Data listing ->
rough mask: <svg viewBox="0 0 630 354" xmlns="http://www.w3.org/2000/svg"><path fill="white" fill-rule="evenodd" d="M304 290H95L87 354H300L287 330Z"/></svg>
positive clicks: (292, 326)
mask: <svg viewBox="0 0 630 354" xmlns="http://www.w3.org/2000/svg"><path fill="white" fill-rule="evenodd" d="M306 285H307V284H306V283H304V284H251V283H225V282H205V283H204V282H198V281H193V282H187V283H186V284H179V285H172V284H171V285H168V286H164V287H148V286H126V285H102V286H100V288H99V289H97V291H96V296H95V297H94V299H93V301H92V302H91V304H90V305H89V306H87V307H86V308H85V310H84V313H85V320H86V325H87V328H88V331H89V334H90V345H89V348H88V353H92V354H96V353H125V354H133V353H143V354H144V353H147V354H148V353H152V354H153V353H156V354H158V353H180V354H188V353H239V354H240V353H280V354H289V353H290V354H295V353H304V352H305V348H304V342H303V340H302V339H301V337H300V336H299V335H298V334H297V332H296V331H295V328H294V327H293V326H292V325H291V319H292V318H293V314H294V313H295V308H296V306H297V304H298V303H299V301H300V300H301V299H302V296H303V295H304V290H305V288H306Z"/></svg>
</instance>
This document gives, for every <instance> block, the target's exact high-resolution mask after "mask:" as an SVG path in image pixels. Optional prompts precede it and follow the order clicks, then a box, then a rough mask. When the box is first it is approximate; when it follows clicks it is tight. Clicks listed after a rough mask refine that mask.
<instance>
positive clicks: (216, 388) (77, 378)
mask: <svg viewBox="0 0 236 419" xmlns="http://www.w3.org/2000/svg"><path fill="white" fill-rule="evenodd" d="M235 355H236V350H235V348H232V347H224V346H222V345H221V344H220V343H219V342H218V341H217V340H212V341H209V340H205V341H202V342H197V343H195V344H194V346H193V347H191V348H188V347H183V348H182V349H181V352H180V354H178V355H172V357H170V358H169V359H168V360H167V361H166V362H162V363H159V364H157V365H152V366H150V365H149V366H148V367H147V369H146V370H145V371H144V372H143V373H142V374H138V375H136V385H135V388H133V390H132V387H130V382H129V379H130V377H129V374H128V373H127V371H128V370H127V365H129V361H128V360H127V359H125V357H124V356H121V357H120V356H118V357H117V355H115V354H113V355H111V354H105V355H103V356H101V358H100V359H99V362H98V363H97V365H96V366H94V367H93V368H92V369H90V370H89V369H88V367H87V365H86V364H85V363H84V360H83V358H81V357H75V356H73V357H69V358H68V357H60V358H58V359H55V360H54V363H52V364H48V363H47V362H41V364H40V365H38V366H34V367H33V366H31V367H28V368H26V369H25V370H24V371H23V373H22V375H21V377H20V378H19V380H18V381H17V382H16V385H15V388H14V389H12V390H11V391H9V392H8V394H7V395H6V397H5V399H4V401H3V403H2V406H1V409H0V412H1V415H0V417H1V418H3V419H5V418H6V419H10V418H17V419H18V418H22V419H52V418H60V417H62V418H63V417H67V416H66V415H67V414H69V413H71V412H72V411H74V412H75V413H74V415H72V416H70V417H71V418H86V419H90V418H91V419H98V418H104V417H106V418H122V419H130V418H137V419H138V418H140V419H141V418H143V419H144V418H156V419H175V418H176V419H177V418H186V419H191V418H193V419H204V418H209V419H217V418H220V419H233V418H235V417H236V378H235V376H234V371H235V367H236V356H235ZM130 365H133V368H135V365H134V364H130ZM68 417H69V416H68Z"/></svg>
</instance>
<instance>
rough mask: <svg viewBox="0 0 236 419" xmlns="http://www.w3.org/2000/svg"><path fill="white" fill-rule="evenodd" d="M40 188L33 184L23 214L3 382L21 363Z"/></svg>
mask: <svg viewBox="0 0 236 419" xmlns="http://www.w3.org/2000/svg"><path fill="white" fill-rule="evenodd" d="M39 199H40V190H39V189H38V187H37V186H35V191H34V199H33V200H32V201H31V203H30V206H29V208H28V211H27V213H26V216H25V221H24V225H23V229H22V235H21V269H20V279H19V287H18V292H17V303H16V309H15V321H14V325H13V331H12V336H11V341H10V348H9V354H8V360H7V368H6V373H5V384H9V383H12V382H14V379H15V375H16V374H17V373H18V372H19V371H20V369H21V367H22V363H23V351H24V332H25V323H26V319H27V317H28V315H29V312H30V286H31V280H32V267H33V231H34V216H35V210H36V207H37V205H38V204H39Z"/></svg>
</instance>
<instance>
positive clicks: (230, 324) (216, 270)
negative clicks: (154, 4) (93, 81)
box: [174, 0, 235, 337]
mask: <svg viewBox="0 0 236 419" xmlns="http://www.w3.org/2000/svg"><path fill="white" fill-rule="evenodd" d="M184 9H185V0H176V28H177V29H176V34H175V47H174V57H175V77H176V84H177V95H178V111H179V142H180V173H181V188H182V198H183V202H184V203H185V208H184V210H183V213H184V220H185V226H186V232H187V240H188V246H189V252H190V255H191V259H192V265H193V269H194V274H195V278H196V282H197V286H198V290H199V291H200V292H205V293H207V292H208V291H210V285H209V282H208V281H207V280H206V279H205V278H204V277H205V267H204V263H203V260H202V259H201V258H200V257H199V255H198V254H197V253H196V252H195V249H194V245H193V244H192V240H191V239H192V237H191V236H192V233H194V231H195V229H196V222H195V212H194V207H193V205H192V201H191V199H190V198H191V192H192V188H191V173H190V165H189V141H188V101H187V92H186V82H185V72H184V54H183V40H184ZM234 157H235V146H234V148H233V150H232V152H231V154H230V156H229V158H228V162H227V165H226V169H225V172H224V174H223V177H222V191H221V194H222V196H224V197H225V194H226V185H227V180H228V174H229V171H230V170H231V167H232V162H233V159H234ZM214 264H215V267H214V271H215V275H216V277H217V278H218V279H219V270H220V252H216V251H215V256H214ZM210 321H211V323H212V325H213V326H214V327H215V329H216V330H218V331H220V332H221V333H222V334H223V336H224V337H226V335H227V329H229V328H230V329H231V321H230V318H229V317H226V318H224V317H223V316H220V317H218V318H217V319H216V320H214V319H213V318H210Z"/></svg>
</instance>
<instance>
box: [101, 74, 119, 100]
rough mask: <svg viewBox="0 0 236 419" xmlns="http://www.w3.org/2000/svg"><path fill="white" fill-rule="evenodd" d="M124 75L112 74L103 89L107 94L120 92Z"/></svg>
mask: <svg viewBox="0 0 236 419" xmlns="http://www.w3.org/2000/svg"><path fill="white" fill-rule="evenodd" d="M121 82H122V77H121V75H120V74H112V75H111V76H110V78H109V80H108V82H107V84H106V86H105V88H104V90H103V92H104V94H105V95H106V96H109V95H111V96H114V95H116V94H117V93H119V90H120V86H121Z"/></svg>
---
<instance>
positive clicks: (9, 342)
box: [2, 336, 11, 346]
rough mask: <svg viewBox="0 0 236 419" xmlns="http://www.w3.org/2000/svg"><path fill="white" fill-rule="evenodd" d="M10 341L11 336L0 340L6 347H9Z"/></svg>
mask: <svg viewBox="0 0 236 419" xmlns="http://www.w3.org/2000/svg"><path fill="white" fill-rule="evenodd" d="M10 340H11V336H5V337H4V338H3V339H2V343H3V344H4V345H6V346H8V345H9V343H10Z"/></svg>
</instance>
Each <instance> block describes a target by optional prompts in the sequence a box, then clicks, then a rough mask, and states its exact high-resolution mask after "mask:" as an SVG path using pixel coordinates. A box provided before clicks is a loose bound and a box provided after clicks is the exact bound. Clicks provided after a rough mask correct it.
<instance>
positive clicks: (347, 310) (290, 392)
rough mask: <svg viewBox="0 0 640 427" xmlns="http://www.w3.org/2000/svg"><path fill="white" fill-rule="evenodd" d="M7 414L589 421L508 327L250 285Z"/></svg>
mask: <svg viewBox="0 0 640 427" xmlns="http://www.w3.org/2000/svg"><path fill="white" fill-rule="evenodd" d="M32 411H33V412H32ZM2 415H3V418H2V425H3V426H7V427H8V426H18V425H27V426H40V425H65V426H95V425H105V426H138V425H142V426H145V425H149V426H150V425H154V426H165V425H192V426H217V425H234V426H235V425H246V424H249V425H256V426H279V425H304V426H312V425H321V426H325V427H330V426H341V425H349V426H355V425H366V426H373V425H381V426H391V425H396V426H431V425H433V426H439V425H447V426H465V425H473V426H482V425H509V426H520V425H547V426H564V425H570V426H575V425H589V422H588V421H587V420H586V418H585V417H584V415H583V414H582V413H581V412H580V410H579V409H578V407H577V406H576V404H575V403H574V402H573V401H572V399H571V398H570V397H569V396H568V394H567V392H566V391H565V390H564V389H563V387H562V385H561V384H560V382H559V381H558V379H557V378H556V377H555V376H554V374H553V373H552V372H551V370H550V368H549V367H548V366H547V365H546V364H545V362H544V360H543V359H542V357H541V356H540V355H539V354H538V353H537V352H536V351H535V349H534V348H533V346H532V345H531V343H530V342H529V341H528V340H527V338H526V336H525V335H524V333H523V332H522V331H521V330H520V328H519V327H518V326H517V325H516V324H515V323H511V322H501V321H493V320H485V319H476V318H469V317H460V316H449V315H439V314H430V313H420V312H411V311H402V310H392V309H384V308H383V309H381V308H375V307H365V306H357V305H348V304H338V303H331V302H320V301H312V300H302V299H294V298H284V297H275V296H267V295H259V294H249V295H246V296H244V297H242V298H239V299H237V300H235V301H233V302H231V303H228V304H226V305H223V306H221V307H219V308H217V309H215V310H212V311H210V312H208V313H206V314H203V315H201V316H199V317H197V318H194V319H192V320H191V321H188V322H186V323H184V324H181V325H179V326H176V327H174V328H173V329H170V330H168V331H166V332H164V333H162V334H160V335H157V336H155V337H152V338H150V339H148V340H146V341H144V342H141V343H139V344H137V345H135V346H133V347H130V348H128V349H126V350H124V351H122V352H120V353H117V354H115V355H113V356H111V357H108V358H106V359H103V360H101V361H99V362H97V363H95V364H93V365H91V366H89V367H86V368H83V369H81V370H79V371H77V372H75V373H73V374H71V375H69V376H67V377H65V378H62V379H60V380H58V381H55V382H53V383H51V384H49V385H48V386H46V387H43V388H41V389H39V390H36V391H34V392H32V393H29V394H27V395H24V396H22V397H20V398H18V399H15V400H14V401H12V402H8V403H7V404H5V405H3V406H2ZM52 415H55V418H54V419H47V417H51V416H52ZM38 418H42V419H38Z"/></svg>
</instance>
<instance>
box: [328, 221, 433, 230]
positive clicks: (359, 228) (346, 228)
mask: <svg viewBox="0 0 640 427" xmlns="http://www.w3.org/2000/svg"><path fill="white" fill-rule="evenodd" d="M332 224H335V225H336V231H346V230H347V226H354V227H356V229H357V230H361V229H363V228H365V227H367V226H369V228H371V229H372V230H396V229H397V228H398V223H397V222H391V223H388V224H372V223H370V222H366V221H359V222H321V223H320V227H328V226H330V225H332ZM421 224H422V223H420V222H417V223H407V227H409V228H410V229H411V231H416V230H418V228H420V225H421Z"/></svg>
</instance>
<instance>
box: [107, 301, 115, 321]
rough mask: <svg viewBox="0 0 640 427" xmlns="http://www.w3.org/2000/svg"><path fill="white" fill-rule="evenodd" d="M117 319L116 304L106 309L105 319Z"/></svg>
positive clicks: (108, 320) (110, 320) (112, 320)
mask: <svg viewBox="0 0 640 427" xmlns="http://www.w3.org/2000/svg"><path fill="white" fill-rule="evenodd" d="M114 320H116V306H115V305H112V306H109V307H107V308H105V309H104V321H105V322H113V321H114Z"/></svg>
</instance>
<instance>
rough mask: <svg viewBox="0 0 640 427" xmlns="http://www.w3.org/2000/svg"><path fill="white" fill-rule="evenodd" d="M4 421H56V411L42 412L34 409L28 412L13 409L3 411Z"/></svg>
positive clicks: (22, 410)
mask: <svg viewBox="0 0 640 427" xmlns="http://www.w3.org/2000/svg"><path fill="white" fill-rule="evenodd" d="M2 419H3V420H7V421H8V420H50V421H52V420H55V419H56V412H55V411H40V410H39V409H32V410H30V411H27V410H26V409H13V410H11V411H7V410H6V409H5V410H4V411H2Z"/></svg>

What you have to do -> Pick out and copy every line of the material that contains the string "block". Case matters.

Result ->
This document gives, for every <instance> block, the target's exact high-resolution mask after "mask:" as an SVG path in image pixels. Optional prompts precede it and follow the order clicks, then a box, then a rough mask. When the box is first it is approximate; when it follows clicks it is tight. Clicks listed after a rough mask refine that mask.
Each <instance> block describes a target by optional prompts in the sequence a box, then clicks, then a rough mask, and states its exact high-resolution mask after "mask:" as an SVG path using pixel coordinates. A box provided before clicks is a loose bound and a box provided after clicks is the exact bound. Clicks provided after a rough mask correct it.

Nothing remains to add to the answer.